◆ **Problem statement**
Wherever the word "mountain" appears in a line of the data, that line should be copied.

Stored data entries:
○ ○ ○ ○ ○

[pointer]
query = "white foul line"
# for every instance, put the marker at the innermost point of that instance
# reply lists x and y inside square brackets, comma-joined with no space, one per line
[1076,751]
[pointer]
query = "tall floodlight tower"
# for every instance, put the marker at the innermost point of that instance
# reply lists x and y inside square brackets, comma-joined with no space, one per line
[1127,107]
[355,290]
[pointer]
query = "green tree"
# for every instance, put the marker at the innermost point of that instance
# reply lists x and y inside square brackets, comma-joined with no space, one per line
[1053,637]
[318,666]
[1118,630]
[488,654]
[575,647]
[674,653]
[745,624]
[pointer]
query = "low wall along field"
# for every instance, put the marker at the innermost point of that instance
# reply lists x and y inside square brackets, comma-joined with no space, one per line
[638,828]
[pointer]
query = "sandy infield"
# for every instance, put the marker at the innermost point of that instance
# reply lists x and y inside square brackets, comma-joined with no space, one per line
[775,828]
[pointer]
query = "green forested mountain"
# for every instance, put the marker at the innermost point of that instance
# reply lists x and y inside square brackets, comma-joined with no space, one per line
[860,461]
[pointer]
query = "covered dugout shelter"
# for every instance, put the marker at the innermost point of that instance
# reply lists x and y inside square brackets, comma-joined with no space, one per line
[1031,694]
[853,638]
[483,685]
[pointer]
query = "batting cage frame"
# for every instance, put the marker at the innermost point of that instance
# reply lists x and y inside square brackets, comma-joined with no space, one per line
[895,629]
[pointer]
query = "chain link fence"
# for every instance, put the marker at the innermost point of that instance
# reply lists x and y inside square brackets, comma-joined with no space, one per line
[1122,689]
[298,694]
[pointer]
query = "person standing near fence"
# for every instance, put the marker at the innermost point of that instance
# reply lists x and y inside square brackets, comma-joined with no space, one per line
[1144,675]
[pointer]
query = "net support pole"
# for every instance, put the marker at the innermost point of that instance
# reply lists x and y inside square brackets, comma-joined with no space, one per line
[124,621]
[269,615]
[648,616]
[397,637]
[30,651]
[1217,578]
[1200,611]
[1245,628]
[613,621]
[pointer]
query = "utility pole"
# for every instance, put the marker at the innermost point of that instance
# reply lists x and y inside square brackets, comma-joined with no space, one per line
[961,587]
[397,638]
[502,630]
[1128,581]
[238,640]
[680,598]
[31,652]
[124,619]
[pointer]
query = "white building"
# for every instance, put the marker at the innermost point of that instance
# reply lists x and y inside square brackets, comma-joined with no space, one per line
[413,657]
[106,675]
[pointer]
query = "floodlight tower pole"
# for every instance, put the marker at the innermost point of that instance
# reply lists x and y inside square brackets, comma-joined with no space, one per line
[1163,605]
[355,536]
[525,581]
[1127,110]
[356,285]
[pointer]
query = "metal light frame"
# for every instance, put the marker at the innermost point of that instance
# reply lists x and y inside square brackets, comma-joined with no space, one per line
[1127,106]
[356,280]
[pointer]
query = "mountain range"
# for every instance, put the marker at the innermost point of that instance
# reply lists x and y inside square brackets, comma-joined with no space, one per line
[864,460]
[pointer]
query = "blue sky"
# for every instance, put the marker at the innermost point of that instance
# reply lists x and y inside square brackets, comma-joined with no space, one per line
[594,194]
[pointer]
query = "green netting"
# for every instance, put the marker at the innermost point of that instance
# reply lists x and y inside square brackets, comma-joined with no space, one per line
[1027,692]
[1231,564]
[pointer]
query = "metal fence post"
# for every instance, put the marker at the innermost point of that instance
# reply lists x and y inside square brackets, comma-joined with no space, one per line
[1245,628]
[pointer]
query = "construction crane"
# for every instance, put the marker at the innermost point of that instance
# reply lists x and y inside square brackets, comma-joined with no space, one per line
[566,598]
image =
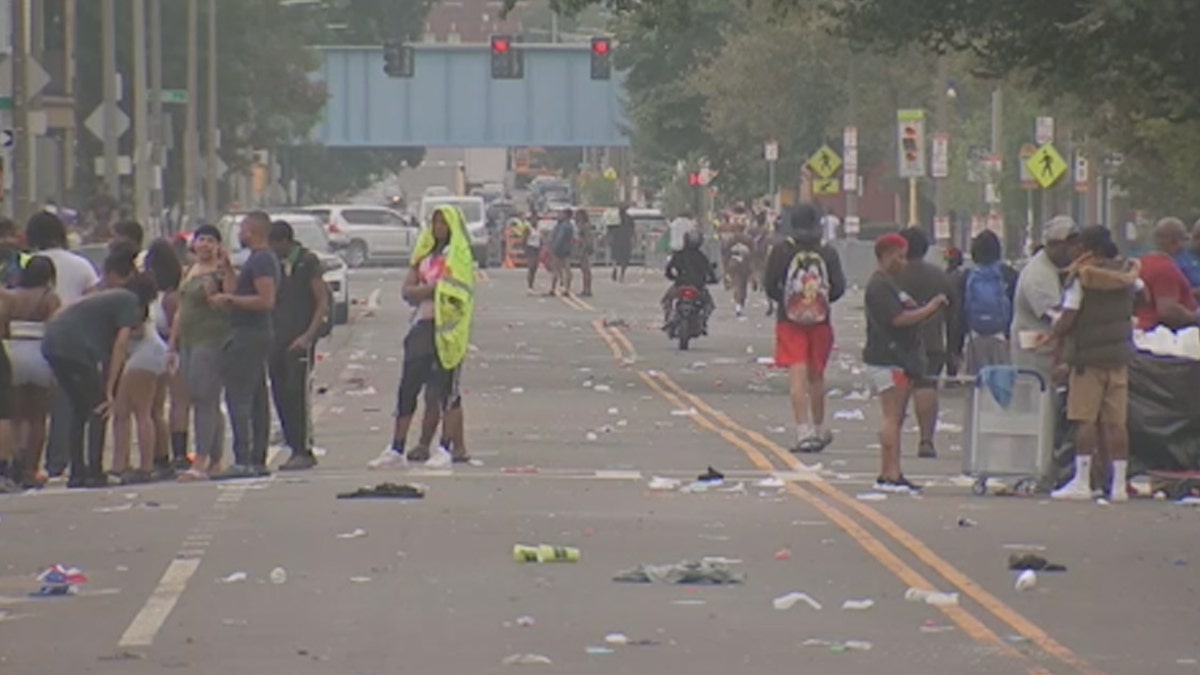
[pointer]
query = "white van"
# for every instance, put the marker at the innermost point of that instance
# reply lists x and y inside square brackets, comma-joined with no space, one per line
[475,214]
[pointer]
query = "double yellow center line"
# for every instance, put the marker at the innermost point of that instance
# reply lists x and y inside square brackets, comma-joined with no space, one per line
[851,514]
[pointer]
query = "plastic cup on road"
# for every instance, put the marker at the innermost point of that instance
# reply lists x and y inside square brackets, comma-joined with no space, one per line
[557,554]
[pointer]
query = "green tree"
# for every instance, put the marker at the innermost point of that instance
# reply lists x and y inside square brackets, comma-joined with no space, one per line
[665,111]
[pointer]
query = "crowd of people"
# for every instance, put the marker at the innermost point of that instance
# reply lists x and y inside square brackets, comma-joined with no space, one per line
[149,346]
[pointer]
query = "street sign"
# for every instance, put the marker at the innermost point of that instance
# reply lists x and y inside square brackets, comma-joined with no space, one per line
[977,172]
[911,133]
[1027,180]
[35,82]
[825,162]
[942,227]
[96,121]
[940,159]
[826,186]
[852,226]
[1043,131]
[771,150]
[1047,166]
[1081,177]
[124,166]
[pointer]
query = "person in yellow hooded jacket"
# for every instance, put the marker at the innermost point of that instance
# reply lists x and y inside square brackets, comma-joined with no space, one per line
[441,285]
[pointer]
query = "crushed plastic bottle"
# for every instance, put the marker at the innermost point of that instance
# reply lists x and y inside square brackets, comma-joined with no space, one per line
[858,605]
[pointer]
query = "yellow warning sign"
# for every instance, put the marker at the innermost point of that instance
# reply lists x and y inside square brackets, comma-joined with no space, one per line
[1047,166]
[826,186]
[825,162]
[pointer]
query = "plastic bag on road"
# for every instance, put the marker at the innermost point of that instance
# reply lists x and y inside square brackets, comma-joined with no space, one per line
[705,572]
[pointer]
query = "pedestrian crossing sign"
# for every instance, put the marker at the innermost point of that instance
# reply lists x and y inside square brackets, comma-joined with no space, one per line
[825,162]
[1047,166]
[826,186]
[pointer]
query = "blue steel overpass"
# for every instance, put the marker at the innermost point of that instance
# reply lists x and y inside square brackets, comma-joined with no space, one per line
[451,100]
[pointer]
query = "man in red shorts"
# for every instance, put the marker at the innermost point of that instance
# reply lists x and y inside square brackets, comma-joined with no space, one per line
[804,279]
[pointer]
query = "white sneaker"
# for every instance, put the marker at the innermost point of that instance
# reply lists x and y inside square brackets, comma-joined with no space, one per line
[388,459]
[439,458]
[1074,491]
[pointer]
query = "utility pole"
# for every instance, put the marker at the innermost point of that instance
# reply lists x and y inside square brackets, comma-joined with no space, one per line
[108,81]
[191,133]
[210,162]
[997,130]
[141,154]
[157,141]
[851,187]
[941,121]
[22,178]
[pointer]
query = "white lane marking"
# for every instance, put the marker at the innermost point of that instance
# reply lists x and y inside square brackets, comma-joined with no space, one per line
[617,475]
[154,614]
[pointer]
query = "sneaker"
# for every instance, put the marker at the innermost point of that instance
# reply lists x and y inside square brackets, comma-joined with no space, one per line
[299,463]
[1073,491]
[808,446]
[234,472]
[904,487]
[389,459]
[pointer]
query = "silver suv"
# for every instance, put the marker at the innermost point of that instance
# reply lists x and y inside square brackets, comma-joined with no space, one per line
[363,233]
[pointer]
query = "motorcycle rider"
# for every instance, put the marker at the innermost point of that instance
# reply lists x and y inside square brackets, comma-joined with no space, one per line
[690,267]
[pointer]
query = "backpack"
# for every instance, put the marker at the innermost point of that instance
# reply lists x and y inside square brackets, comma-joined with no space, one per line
[807,290]
[987,305]
[563,239]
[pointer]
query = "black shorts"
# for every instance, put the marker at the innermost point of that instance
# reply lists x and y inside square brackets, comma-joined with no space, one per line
[425,374]
[935,363]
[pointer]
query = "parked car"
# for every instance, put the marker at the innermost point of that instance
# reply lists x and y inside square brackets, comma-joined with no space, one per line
[310,232]
[363,233]
[477,221]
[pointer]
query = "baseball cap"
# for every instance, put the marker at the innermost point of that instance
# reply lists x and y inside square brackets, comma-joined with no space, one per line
[1060,228]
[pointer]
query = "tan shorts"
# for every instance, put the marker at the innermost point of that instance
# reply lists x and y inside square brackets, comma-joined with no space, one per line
[1098,394]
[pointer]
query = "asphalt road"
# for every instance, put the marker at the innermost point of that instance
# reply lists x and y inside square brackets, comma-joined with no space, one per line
[573,407]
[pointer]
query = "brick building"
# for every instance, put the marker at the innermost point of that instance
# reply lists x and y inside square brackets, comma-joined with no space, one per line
[471,21]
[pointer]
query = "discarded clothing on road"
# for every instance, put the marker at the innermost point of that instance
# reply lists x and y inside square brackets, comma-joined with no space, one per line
[705,572]
[1035,562]
[387,491]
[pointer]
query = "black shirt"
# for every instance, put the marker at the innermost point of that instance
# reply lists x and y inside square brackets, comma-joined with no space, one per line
[690,267]
[886,344]
[87,329]
[294,303]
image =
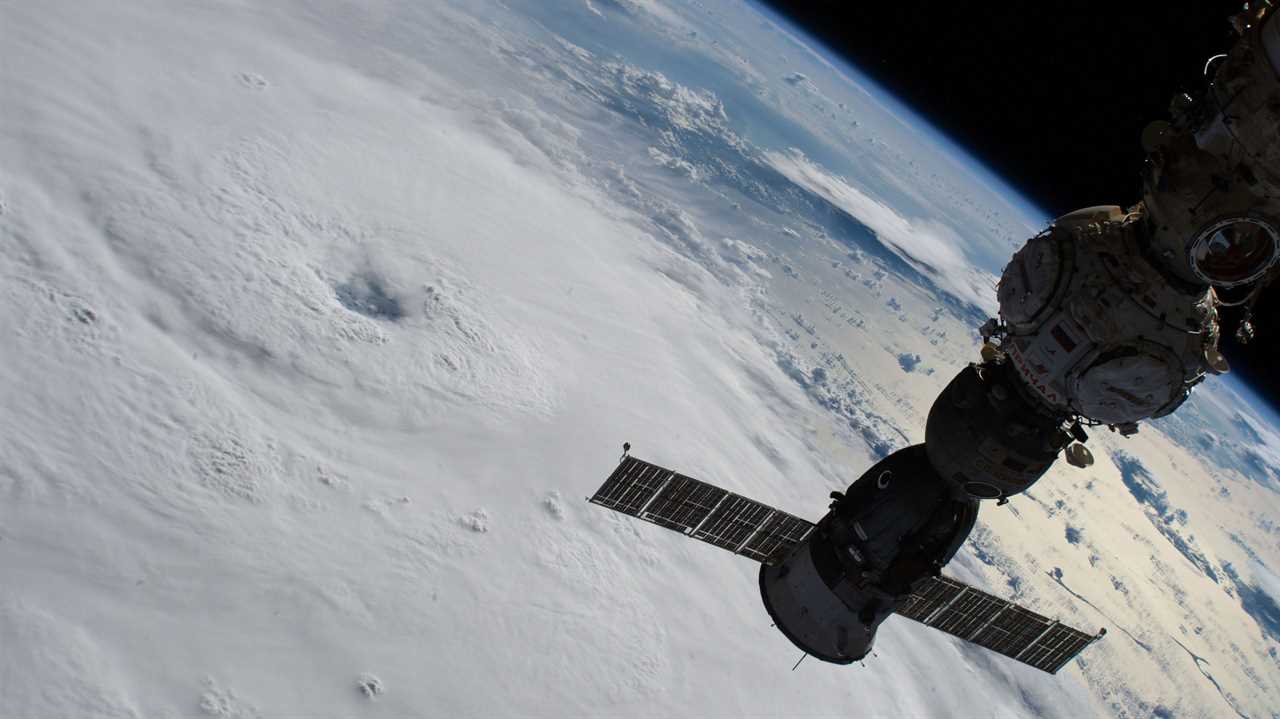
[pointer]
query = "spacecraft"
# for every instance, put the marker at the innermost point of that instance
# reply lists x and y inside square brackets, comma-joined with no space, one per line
[1106,319]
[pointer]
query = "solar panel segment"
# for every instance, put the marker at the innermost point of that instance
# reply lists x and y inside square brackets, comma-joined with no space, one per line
[995,623]
[702,511]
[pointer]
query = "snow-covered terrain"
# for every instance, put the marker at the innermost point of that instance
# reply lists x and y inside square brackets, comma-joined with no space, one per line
[321,319]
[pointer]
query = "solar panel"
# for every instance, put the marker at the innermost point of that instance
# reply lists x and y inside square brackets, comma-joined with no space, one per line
[995,623]
[702,511]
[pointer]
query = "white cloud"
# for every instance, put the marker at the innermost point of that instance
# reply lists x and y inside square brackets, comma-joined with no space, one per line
[927,244]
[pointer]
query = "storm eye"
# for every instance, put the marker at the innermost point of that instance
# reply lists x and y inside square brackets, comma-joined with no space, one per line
[1234,251]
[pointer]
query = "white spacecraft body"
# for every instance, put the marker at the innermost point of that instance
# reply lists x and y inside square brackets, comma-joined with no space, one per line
[1110,316]
[1096,330]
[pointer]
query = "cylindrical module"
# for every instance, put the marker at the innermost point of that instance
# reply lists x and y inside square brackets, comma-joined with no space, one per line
[896,525]
[805,609]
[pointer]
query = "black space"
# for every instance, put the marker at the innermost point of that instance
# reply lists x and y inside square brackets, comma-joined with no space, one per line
[1050,95]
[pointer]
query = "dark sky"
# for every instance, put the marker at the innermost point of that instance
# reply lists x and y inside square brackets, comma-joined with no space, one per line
[1051,95]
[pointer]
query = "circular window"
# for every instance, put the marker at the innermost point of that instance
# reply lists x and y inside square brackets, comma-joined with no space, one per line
[1234,251]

○ ○ ○ ○ ○

◆ **Response**
query = "green forested mountain"
query = "mountain range"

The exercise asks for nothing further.